Collected data entries
##############################
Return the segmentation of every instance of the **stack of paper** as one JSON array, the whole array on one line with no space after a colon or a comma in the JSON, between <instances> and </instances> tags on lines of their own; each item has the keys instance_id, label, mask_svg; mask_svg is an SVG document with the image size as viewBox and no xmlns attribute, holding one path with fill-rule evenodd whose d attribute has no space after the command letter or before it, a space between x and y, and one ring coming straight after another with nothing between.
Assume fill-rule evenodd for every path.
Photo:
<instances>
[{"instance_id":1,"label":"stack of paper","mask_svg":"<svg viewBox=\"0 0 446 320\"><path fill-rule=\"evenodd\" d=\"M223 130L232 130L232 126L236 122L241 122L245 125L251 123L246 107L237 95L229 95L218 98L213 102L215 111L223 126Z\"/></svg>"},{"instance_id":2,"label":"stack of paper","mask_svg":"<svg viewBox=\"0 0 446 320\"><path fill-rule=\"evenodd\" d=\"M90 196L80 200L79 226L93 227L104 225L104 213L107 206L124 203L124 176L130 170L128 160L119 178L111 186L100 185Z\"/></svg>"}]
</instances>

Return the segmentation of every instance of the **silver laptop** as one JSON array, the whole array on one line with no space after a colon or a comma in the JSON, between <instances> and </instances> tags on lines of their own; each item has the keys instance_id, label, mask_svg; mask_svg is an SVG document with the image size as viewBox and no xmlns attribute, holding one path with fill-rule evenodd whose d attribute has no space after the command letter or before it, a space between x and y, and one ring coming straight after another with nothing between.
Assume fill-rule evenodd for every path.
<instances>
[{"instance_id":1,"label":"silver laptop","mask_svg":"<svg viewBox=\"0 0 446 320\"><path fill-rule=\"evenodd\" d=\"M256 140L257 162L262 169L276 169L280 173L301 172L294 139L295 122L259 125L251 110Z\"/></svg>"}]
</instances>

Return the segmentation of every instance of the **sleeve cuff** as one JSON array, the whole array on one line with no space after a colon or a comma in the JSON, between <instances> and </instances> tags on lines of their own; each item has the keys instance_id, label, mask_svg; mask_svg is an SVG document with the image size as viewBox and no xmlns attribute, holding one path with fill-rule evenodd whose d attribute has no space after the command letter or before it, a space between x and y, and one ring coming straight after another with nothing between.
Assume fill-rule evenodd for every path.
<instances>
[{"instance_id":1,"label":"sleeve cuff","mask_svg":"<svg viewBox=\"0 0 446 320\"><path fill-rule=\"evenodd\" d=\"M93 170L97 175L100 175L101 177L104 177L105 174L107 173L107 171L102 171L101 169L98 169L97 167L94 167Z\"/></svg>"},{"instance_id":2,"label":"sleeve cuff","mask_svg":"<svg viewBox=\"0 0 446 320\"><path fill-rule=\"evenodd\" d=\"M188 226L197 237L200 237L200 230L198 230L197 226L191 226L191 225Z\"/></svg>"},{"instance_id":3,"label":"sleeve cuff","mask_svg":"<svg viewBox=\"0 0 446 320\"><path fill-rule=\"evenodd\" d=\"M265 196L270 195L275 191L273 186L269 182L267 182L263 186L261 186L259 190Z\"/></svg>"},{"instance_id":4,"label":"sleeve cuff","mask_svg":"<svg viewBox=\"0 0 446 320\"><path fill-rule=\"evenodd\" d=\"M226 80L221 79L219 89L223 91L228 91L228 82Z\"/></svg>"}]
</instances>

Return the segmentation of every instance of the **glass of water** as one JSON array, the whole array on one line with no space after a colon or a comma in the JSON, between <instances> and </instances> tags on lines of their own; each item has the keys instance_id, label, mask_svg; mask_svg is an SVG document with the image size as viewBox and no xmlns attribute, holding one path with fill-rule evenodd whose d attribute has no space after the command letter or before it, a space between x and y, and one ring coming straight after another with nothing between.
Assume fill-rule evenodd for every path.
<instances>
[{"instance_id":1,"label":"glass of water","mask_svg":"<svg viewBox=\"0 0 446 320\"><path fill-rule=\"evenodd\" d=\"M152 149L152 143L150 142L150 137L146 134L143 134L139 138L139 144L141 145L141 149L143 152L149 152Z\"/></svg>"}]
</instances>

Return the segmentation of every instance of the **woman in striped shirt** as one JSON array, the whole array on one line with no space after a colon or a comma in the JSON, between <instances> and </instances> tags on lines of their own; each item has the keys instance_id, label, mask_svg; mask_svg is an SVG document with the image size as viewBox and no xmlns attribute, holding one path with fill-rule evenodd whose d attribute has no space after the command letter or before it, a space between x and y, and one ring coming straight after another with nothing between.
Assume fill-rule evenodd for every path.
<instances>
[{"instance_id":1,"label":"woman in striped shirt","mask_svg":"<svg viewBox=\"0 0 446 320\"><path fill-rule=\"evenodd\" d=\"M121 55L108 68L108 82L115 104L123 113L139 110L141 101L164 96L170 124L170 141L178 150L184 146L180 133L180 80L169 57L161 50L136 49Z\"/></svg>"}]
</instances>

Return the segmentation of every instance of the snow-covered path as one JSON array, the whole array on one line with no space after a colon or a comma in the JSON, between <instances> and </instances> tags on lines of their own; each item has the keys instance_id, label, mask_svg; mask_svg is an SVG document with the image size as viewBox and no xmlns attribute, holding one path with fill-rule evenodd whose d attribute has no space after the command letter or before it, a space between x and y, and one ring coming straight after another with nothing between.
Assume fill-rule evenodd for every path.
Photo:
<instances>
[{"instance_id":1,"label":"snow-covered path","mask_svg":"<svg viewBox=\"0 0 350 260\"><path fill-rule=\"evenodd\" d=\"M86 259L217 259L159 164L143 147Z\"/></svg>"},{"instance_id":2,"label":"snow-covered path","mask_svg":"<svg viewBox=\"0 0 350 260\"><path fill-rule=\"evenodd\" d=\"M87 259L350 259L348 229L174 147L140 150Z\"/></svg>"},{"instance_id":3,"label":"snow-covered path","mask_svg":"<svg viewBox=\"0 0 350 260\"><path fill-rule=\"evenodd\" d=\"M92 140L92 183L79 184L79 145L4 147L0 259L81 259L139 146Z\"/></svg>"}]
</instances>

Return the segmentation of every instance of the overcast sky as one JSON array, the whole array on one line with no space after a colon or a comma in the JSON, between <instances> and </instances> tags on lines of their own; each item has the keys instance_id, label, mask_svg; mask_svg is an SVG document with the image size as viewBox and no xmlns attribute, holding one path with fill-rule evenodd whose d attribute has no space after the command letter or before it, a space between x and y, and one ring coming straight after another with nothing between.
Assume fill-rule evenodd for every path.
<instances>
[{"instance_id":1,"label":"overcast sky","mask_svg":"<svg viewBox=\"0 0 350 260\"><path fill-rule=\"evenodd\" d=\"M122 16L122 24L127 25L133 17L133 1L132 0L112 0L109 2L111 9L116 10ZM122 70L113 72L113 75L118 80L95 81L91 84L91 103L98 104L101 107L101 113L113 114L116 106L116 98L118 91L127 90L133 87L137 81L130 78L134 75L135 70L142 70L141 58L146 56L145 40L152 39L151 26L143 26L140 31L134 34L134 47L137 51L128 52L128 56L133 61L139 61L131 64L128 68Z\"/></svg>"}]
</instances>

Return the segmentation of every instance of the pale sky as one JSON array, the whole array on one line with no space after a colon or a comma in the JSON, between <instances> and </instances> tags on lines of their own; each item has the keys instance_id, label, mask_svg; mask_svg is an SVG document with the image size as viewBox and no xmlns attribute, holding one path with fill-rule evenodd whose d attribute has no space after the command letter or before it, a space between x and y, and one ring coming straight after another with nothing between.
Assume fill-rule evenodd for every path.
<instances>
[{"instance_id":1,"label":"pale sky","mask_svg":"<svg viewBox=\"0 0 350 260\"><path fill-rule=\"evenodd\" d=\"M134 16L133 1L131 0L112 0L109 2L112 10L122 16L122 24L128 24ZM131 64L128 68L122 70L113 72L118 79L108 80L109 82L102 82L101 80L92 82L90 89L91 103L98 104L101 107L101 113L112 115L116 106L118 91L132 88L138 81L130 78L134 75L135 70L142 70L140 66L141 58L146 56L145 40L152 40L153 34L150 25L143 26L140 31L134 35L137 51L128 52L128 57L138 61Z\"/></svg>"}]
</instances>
##############################
Your task is to reproduce, exactly and exclusively, the lines from the one holding "Return the segmentation of every instance of the overcast" through the final line of the listing.

_Solution for this exercise_.
Return the segmentation of every instance of the overcast sky as one JSON array, the whole array on one line with no space after a colon or a comma in the JSON, between <instances> and </instances> tags on lines of their own; each item has the keys instance_id, label, mask_svg; mask_svg is an SVG document with the image size as viewBox and no xmlns attribute, holding one path with fill-rule evenodd whose d attribute has no space after the command letter or before it, a space between x and y, and one ring coming straight after another with nothing between.
Assume fill-rule evenodd for every path.
<instances>
[{"instance_id":1,"label":"overcast sky","mask_svg":"<svg viewBox=\"0 0 350 260\"><path fill-rule=\"evenodd\" d=\"M122 16L122 24L127 25L133 17L133 1L132 0L112 0L109 2L111 9L116 10ZM122 70L113 72L113 75L118 80L95 81L91 84L91 103L98 104L101 107L101 113L113 114L116 106L116 98L118 91L127 90L133 87L137 81L130 78L134 75L135 70L142 70L141 58L146 56L145 40L152 39L151 26L143 26L140 31L134 34L134 47L137 51L128 52L128 56L133 61L139 61L131 64L128 68Z\"/></svg>"}]
</instances>

Return the segmentation of every instance of the pale sky as one JSON array, the whole array on one line with no space after a colon or a comma in the JSON, between <instances> and </instances> tags on lines of their own; each item has the keys instance_id, label, mask_svg; mask_svg is an SVG document with the image size as viewBox and no xmlns attribute, holding one path with fill-rule evenodd whose d attribute has no space after the command letter or before it, a space between x and y, and one ring coming straight after another with nothing between.
Assume fill-rule evenodd for every path.
<instances>
[{"instance_id":1,"label":"pale sky","mask_svg":"<svg viewBox=\"0 0 350 260\"><path fill-rule=\"evenodd\" d=\"M134 16L133 1L131 0L112 0L109 2L112 10L122 16L122 24L128 24ZM131 64L128 68L122 70L113 72L118 79L108 80L109 82L102 82L101 80L92 82L90 89L91 103L98 104L101 107L101 113L112 115L116 106L118 91L132 88L138 81L130 78L134 75L135 70L142 70L140 66L141 58L146 56L145 40L152 40L153 34L150 25L143 26L140 31L134 35L137 51L128 52L128 57L138 61Z\"/></svg>"}]
</instances>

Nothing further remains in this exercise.